Tekst źródłowy:
• • • • • • •
NonNews:Grizli? Niet, strielali!
23 listopada 2008
Podczas 5. rocznicy różowej rewolucji[1] w Dżordżii prezydent Lech Kaczyński i Micheil Saakaszwili zostali przywitani przez grupę rosyjskich żołnierzy. Jeden z nich, dla rozluźnienia atmosfery, wpuścił mp3 z nagranymi strzałami z kałacha.
Żart został miło odebrany przez obydwie głowy państwa. Ale z was ffariaty – uśmiecha się Saakaszwili. Mam podobną mp3 na telefonie, z odgłosem tłuczonego szkła – dodaje Kaczyński.
• • • • • • •
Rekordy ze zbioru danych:
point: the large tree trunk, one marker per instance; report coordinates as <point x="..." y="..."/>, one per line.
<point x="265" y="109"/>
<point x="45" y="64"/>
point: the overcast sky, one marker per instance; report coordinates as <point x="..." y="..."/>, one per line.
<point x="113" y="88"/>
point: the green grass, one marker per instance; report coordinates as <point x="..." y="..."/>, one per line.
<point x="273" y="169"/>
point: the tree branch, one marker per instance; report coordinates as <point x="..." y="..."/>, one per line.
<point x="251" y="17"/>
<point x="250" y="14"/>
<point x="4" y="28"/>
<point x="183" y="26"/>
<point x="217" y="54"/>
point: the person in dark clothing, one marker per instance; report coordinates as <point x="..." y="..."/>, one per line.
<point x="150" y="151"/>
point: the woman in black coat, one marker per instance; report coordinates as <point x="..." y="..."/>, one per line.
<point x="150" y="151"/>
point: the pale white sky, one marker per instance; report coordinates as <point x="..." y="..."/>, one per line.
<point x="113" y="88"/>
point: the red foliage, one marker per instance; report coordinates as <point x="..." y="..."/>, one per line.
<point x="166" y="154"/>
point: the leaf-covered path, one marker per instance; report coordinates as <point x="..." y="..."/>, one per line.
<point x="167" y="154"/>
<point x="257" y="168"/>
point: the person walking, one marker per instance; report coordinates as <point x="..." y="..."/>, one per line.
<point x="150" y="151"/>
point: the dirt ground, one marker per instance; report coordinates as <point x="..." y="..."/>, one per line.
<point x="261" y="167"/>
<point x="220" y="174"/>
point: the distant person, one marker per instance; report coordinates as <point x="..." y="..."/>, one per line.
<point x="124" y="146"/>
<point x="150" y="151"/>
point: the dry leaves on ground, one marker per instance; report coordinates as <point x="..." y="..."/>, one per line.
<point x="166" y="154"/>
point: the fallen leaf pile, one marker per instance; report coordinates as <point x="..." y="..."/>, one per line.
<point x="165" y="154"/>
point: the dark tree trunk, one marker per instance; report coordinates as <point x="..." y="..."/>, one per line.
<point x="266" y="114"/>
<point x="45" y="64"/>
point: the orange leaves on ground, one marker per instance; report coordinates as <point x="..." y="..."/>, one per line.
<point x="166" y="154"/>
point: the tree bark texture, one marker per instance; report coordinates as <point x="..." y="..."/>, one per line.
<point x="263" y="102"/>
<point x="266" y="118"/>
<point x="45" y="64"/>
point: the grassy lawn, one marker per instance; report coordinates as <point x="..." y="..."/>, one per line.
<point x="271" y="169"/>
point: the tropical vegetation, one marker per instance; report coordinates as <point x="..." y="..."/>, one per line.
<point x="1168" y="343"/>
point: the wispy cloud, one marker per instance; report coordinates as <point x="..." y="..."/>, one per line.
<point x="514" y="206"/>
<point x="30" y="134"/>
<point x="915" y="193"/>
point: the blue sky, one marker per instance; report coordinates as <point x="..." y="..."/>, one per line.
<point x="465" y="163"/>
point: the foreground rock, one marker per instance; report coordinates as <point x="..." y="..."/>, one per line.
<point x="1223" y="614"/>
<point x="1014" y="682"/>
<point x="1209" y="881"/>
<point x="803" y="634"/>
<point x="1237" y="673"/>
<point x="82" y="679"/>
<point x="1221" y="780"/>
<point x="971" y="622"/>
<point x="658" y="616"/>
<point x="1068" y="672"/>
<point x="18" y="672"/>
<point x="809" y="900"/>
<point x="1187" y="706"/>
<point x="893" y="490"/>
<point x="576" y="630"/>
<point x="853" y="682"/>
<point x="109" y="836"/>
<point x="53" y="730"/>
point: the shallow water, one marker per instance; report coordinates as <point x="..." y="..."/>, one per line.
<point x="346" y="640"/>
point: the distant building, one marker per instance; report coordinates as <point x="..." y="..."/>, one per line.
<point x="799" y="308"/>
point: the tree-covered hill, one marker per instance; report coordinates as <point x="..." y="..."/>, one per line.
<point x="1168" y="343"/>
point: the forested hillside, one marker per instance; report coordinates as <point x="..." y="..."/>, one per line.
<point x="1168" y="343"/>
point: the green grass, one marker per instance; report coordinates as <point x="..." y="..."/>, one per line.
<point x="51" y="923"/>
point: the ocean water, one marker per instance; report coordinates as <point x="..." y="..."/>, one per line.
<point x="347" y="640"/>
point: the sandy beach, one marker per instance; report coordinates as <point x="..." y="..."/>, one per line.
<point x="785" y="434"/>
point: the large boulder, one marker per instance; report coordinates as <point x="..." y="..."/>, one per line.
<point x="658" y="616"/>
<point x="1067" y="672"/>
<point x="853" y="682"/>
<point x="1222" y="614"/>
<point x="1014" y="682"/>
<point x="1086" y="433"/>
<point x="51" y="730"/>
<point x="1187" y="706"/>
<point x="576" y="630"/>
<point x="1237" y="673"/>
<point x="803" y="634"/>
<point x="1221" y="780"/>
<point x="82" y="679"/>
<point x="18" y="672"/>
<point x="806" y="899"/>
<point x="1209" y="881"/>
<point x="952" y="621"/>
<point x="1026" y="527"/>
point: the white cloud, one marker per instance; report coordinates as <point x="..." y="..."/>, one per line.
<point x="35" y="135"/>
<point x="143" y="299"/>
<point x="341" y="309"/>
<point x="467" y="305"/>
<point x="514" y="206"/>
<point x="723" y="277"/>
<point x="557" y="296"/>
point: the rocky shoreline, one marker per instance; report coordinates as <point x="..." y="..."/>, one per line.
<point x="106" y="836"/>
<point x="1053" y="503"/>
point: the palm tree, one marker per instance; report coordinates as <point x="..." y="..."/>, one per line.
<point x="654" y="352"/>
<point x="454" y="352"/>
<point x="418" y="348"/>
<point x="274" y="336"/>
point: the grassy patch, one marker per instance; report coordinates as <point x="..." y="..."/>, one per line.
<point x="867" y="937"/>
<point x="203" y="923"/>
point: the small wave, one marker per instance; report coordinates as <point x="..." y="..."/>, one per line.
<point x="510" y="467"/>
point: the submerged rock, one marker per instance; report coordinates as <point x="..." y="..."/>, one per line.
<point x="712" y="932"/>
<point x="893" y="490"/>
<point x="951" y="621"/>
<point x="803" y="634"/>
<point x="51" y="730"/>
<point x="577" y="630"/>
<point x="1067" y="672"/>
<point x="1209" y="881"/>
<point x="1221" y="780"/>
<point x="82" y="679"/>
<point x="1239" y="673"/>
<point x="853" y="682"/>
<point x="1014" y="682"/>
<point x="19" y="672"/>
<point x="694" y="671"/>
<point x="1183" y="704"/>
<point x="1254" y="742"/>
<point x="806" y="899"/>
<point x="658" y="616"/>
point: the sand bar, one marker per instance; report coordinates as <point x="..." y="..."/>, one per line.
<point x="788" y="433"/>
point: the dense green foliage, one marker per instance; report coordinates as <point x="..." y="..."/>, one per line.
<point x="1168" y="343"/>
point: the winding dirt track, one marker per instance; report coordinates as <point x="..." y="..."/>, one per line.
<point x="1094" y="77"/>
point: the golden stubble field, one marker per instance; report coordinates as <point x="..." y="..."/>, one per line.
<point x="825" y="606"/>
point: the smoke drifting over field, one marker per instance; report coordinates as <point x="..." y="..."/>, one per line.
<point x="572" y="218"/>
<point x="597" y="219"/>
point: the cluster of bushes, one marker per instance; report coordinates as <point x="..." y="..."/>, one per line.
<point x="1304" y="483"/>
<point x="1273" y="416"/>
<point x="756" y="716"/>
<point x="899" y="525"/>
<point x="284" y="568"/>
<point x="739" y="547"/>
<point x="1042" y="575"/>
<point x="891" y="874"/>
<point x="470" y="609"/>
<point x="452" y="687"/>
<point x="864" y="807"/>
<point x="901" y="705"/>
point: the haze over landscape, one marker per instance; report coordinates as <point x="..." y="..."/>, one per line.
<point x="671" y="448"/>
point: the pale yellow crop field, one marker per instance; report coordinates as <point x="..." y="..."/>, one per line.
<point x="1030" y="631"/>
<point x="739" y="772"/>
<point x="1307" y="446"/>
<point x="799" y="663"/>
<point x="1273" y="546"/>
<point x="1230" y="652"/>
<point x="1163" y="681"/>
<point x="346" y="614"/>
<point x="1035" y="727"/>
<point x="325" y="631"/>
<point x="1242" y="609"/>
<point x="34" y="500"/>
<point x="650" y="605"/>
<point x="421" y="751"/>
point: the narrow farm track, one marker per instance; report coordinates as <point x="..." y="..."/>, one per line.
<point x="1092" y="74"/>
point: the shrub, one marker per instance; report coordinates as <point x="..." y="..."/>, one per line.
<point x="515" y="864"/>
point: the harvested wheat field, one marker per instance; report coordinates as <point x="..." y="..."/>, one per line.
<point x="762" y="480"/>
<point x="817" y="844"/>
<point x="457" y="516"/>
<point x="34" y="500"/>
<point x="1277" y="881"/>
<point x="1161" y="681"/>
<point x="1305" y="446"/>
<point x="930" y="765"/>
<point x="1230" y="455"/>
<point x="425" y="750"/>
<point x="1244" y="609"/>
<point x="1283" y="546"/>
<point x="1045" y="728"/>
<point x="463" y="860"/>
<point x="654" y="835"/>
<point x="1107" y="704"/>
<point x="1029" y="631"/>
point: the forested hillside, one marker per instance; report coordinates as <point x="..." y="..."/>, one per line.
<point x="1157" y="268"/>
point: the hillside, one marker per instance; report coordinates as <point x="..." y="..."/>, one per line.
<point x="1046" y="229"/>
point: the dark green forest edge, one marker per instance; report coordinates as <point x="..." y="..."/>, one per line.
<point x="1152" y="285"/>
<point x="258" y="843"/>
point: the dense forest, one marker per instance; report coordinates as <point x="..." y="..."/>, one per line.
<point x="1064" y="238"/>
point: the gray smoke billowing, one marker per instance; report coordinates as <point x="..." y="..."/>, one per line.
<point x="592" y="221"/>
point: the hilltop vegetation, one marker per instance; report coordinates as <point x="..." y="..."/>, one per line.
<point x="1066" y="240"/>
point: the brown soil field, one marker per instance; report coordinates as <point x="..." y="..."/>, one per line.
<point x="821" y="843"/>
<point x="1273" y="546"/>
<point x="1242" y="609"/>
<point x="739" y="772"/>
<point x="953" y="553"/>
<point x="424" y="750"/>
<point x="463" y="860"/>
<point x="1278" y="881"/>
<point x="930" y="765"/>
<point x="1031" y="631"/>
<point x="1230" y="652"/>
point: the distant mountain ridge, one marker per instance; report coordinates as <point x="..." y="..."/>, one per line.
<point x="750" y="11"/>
• • • • • • •
Polecenia:
(a) Sprawdź, czy stwierdzenia (i), (ii) i (iii) zgadzają się z tekstem o rocznicy różowej rewolucji. Przy każdym napisz „tak” lub „nie” i przytocz dosłownie rozstrzygające słowa tekstu: (i) uroczystość była 5. rocznicą różowej rewolucji; (ii) Kaczyński ma na telefonie mp3 z odgłosem strzałów; (iii) obie głowy państwa przyjęły żart źle.
(b) Podaj każdy wiersz rekordów, w którym występuje słowo „trunk”. Wielkość liter ma znaczenie.
Tekst i rekordy pochodzą z różnych źródeł.

Rozwiązania:
(a)
(i) Tak: „Podczas 5. rocznicy różowej rewolucji”.
(ii) Nie: „Mam podobną mp3 na telefonie, z odgłosem tłuczonego szkła”.
(iii) Nie: „Żart został miło odebrany przez obydwie głowy państwa.”

(b)
point: the large tree trunk, one marker per instance; report coordinates as <point x="..." y="..."/>, one per line.
point: the dark tree trunk, one marker per instance; report coordinates as <point x="..." y="..."/>, one per line.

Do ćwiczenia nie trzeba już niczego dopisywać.